(Dataset excerpts on pointing at objects)

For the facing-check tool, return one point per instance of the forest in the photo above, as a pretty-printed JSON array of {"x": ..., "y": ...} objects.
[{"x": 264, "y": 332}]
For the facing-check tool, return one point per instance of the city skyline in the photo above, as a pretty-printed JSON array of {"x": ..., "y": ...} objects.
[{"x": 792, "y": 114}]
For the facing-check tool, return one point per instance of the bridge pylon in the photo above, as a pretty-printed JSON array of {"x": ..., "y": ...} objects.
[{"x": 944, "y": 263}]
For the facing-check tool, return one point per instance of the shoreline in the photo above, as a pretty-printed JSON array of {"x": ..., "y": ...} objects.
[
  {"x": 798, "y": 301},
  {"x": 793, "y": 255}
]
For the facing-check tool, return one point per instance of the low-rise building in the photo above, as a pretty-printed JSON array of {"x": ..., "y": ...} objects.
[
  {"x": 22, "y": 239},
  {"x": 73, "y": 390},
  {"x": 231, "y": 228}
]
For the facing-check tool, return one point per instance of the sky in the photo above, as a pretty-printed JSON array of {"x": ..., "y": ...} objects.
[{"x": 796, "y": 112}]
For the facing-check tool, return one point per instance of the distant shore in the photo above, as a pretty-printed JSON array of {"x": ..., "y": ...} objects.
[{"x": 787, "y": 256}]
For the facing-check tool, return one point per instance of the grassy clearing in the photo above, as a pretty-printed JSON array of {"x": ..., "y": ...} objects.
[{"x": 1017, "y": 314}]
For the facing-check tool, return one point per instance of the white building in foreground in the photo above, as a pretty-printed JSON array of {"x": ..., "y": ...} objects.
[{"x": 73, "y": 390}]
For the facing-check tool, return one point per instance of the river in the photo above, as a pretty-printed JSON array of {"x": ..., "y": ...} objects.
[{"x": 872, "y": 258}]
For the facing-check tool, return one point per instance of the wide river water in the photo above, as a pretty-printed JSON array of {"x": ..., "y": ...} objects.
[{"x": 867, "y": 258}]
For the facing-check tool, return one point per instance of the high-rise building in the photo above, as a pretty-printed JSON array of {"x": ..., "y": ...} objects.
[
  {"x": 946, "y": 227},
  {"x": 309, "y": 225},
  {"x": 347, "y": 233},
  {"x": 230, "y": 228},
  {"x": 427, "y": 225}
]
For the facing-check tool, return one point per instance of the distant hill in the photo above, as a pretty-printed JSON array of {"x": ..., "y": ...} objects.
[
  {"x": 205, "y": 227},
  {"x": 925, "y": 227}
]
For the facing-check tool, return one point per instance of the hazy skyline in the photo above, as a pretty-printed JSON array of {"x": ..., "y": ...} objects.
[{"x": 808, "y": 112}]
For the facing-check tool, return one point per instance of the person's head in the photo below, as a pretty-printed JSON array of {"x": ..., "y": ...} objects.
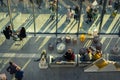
[
  {"x": 69, "y": 50},
  {"x": 22, "y": 28},
  {"x": 11, "y": 63}
]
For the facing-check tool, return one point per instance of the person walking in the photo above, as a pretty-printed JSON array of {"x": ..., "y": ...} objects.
[
  {"x": 43, "y": 54},
  {"x": 11, "y": 68},
  {"x": 19, "y": 74}
]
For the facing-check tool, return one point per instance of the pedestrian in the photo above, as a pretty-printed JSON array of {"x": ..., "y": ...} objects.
[
  {"x": 19, "y": 74},
  {"x": 53, "y": 9},
  {"x": 12, "y": 68},
  {"x": 69, "y": 14},
  {"x": 22, "y": 33},
  {"x": 39, "y": 2},
  {"x": 7, "y": 32},
  {"x": 42, "y": 55},
  {"x": 2, "y": 3},
  {"x": 76, "y": 15}
]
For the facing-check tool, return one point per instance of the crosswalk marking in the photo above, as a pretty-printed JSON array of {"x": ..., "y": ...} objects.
[{"x": 19, "y": 55}]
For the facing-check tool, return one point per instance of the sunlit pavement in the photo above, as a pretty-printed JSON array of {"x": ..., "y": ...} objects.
[{"x": 24, "y": 52}]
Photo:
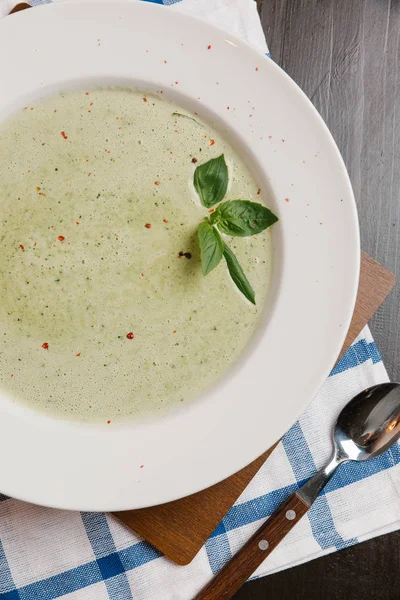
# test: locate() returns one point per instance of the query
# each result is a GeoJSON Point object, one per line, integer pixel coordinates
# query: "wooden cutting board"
{"type": "Point", "coordinates": [179, 529]}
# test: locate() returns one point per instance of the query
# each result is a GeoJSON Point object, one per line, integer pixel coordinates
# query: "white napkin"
{"type": "Point", "coordinates": [47, 554]}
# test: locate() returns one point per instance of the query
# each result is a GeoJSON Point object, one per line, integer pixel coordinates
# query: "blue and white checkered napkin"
{"type": "Point", "coordinates": [46, 554]}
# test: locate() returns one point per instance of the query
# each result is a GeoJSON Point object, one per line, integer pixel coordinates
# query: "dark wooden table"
{"type": "Point", "coordinates": [345, 55]}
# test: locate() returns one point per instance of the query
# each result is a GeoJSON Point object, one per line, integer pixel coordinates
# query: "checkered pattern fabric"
{"type": "Point", "coordinates": [47, 554]}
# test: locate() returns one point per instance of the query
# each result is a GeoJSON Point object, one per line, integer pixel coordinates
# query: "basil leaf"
{"type": "Point", "coordinates": [211, 181]}
{"type": "Point", "coordinates": [211, 247]}
{"type": "Point", "coordinates": [236, 272]}
{"type": "Point", "coordinates": [242, 218]}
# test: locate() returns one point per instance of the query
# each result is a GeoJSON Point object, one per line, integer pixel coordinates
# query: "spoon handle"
{"type": "Point", "coordinates": [260, 545]}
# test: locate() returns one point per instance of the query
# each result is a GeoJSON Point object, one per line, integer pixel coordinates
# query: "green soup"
{"type": "Point", "coordinates": [100, 317]}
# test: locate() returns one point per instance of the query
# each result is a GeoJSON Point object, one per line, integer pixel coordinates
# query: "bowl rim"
{"type": "Point", "coordinates": [128, 491]}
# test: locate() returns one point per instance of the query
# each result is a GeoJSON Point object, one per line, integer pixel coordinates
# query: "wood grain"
{"type": "Point", "coordinates": [179, 529]}
{"type": "Point", "coordinates": [236, 572]}
{"type": "Point", "coordinates": [345, 55]}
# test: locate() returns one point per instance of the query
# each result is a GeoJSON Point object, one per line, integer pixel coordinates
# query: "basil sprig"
{"type": "Point", "coordinates": [242, 218]}
{"type": "Point", "coordinates": [236, 218]}
{"type": "Point", "coordinates": [211, 181]}
{"type": "Point", "coordinates": [211, 247]}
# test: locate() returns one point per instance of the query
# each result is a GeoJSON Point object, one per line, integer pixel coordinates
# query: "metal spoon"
{"type": "Point", "coordinates": [367, 426]}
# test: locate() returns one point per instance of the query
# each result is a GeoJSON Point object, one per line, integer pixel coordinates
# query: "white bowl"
{"type": "Point", "coordinates": [316, 254]}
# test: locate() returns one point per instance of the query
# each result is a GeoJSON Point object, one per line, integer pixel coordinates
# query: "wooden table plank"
{"type": "Point", "coordinates": [345, 55]}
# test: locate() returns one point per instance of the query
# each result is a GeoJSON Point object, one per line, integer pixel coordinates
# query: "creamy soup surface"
{"type": "Point", "coordinates": [100, 318]}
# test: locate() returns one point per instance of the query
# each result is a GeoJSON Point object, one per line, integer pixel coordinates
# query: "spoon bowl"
{"type": "Point", "coordinates": [369, 424]}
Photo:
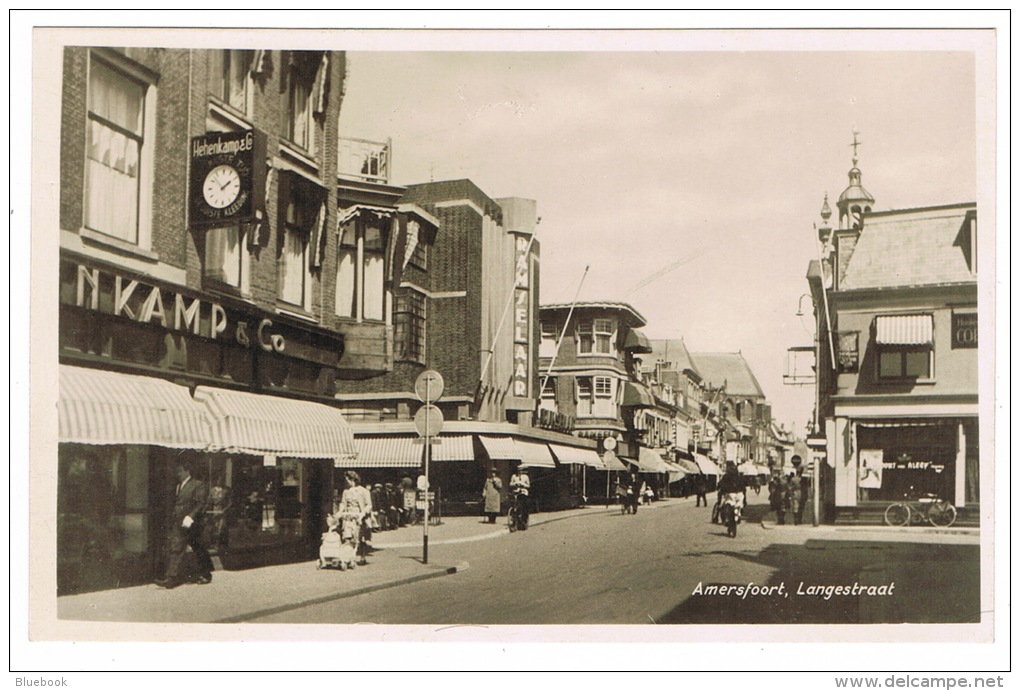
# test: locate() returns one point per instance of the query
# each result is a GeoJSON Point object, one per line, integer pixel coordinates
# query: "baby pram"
{"type": "Point", "coordinates": [339, 548]}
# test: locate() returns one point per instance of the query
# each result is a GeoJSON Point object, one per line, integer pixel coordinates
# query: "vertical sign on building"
{"type": "Point", "coordinates": [521, 317]}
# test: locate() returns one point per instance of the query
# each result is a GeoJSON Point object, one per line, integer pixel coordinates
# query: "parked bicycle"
{"type": "Point", "coordinates": [929, 507]}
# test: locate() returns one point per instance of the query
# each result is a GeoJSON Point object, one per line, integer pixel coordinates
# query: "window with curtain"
{"type": "Point", "coordinates": [583, 385]}
{"type": "Point", "coordinates": [548, 401]}
{"type": "Point", "coordinates": [604, 403]}
{"type": "Point", "coordinates": [374, 302]}
{"type": "Point", "coordinates": [604, 336]}
{"type": "Point", "coordinates": [226, 259]}
{"type": "Point", "coordinates": [409, 326]}
{"type": "Point", "coordinates": [295, 284]}
{"type": "Point", "coordinates": [347, 259]}
{"type": "Point", "coordinates": [300, 119]}
{"type": "Point", "coordinates": [361, 268]}
{"type": "Point", "coordinates": [115, 138]}
{"type": "Point", "coordinates": [228, 71]}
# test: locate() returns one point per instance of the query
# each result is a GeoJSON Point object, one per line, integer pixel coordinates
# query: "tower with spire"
{"type": "Point", "coordinates": [855, 200]}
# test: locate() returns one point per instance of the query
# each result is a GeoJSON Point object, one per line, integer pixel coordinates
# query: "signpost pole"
{"type": "Point", "coordinates": [428, 453]}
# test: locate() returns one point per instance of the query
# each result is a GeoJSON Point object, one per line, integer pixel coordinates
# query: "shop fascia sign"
{"type": "Point", "coordinates": [173, 310]}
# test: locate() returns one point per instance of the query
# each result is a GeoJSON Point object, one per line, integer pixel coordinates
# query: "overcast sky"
{"type": "Point", "coordinates": [706, 168]}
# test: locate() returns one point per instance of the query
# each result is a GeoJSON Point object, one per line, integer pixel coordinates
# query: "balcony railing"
{"type": "Point", "coordinates": [364, 159]}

■ **Written exercise**:
Find every line in the records above that contains the word "wooden" and copy each one out, matching case exactly.

■ **Written response**:
# query: "wooden cutting board"
# query: "dark wooden table"
# query: "wooden table plank"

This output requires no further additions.